TASK DIRECTIONS -> Rewrite all of the rows below, requests included, but leave out the pictures. Multiply every outline coordinate in the answers by 1.9 and round it to a whole number, with halves going up. Keep the requests and their layout sample unchanged.

RECORDS TO USE ->
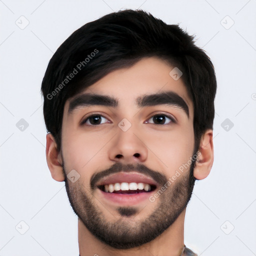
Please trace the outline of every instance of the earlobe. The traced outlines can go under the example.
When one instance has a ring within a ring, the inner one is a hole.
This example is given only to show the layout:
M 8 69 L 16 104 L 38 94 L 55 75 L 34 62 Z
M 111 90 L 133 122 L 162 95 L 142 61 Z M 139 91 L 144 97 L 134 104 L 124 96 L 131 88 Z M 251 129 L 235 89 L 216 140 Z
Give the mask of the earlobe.
M 52 177 L 58 182 L 63 182 L 65 177 L 62 160 L 60 153 L 57 150 L 57 145 L 52 134 L 46 135 L 46 159 Z
M 203 180 L 209 174 L 214 163 L 212 130 L 207 130 L 202 136 L 198 151 L 194 174 L 197 180 Z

RESPONSE ->
Please trace the outline of every instance of the earlobe. The traced outlines can go under the example.
When one instance has a ring within a ring, the inner one is a hole.
This example is given only to show the layout:
M 8 69 L 16 104 L 38 94 L 55 75 L 34 62 Z
M 111 90 L 133 122 L 162 95 L 142 61 Z M 139 91 L 144 97 L 134 104 L 124 96 L 131 88 Z M 251 129 L 235 89 L 216 140 Z
Give the mask of the earlobe.
M 99 336 L 110 346 L 120 346 L 124 336 L 118 304 L 114 291 L 108 285 L 108 276 L 99 255 L 87 257 L 87 302 Z
M 386 342 L 397 331 L 407 310 L 403 247 L 393 247 L 384 258 L 376 287 L 369 331 L 374 342 Z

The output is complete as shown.